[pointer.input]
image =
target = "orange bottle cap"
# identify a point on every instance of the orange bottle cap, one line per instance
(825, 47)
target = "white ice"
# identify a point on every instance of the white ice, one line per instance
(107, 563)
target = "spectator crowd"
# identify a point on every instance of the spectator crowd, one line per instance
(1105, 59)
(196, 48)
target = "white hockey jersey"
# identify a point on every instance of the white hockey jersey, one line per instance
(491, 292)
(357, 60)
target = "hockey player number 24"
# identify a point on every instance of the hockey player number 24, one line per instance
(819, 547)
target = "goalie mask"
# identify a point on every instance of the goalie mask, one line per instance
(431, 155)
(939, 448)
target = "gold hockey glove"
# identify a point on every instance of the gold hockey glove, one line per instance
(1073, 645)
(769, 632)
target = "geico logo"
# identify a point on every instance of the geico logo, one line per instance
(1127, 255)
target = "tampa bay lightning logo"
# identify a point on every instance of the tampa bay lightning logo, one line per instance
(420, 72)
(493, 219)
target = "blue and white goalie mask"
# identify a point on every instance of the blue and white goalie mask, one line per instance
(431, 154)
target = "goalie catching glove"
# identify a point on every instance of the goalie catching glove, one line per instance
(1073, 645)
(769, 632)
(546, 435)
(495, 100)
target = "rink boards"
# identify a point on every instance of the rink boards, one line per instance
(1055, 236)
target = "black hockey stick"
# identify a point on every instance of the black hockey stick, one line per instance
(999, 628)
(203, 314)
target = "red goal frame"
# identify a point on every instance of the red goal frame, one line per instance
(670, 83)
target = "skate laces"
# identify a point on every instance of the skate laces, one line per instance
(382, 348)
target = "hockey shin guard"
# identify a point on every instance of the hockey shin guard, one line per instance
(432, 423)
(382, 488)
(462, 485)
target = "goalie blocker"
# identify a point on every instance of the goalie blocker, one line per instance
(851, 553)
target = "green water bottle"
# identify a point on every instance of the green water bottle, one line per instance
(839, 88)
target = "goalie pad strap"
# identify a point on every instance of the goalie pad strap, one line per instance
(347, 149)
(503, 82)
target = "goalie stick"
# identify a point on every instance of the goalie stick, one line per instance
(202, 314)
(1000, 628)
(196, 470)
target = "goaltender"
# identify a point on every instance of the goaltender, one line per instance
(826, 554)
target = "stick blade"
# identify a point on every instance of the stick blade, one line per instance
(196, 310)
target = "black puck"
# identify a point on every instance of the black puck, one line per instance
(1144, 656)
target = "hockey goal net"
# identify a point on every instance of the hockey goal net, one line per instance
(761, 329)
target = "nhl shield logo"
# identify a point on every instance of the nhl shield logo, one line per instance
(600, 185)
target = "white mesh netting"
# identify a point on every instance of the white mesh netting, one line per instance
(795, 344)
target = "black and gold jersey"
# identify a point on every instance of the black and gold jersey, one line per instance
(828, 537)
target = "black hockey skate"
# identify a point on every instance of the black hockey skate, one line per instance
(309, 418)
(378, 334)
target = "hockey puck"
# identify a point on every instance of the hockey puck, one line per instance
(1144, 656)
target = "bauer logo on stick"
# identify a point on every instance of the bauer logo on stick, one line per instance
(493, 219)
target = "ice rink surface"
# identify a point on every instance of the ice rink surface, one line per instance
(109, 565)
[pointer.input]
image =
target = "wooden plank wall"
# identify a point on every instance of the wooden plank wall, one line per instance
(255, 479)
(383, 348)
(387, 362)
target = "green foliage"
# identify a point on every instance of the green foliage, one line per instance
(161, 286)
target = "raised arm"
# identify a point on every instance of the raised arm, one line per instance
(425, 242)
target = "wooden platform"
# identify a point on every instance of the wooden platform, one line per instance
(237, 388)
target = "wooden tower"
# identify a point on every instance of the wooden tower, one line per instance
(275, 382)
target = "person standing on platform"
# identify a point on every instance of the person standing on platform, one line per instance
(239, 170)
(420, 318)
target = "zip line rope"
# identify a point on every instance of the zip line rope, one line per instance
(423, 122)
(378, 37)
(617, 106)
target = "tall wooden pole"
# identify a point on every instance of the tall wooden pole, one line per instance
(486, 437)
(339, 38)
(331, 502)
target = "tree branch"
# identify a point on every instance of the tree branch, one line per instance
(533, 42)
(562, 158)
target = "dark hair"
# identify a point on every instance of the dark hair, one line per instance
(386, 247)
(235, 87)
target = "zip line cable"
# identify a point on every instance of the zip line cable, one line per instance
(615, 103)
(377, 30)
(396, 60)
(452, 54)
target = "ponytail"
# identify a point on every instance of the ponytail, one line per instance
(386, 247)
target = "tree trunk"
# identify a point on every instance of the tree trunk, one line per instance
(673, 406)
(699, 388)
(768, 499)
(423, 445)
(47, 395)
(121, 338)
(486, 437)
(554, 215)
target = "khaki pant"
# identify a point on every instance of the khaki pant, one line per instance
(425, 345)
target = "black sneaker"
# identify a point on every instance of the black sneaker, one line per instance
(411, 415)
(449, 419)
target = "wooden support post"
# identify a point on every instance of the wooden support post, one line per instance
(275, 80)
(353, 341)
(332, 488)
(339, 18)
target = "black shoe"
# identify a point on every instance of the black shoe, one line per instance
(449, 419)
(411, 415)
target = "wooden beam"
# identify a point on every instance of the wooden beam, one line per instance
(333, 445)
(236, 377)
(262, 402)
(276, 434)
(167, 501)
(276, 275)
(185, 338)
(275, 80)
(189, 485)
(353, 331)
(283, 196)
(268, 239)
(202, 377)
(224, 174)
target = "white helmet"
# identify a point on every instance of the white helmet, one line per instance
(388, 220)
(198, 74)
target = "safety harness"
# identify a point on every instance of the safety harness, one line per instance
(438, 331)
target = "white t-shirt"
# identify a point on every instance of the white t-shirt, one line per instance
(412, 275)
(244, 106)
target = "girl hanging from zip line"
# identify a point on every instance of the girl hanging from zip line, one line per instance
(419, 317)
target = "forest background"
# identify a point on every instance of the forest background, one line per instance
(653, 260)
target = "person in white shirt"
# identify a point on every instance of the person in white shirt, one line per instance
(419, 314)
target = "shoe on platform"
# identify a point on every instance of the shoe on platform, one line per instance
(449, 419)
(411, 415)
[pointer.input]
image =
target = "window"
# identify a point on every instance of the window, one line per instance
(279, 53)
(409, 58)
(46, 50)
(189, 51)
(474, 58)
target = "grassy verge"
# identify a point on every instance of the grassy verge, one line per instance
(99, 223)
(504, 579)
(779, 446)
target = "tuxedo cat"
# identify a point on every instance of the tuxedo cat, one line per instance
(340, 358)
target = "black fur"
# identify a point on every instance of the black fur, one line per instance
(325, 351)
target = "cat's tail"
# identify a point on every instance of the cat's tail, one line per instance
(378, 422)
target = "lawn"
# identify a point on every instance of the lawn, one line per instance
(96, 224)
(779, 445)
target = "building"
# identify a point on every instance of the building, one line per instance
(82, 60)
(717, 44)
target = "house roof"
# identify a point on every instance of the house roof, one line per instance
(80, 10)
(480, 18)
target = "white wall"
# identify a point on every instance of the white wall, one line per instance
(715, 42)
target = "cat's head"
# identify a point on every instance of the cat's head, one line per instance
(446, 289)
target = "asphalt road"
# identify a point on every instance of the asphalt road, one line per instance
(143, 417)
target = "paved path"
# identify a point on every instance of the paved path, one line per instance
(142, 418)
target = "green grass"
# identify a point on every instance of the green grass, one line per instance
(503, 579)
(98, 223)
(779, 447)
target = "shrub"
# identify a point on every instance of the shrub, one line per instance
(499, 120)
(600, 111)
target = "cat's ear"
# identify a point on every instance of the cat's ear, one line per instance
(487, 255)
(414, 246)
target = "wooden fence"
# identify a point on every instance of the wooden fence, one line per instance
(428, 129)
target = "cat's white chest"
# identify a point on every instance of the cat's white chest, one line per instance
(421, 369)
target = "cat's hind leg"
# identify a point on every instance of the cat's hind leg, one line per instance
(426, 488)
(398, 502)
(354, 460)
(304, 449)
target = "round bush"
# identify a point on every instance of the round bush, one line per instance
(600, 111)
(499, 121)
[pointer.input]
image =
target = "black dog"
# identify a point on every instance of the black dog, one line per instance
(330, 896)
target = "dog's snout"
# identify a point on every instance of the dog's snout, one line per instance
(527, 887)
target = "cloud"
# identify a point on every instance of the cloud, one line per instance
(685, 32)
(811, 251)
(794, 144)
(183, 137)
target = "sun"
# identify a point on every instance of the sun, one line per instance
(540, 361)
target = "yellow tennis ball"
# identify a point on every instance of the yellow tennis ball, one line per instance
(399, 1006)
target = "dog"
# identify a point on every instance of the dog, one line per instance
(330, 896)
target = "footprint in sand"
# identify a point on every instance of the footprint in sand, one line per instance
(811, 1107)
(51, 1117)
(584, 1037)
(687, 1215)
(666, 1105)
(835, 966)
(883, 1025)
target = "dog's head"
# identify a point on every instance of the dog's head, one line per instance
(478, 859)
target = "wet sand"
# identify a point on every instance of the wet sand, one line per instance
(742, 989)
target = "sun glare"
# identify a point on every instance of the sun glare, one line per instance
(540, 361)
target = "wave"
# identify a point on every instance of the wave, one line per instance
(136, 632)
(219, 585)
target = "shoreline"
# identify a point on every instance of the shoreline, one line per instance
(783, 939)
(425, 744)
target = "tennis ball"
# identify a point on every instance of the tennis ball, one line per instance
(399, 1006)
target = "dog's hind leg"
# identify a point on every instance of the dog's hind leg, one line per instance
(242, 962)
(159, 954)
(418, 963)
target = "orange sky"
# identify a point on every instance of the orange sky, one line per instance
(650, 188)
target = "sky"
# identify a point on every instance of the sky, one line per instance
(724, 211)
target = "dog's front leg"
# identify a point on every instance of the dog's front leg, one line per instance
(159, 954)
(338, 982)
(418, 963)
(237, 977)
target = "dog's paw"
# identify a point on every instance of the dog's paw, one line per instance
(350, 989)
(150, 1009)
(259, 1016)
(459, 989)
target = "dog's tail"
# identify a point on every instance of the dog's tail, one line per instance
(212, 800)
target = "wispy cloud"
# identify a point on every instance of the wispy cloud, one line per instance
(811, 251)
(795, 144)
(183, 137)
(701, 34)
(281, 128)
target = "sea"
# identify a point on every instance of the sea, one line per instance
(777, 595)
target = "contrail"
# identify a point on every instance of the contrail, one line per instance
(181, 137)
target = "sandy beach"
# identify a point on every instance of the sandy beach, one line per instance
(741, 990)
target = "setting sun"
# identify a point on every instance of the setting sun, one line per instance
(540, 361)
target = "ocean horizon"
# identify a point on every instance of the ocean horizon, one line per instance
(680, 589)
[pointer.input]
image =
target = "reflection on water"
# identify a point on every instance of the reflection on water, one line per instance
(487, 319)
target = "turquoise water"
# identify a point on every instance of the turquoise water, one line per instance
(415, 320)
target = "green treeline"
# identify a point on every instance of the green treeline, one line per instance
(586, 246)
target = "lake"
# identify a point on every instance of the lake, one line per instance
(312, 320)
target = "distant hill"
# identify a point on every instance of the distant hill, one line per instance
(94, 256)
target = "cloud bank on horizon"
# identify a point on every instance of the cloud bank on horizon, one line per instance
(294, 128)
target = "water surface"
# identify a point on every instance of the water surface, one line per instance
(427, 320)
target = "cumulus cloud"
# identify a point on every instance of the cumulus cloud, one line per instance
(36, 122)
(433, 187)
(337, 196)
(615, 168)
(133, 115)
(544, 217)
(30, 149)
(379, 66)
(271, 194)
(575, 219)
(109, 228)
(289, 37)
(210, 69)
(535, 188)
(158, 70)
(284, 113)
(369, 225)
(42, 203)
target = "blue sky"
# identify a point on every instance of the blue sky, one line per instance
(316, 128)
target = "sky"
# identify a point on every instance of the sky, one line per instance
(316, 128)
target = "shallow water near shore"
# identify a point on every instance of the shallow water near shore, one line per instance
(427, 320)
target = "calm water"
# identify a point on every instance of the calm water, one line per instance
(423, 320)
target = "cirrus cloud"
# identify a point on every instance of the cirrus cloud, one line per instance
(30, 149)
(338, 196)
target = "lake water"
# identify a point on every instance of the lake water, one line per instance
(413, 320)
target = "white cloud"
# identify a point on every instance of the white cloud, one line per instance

────────────────

How many lines in the material above contain the string "bauer"? Case counts, and the reply should be the number alone.

2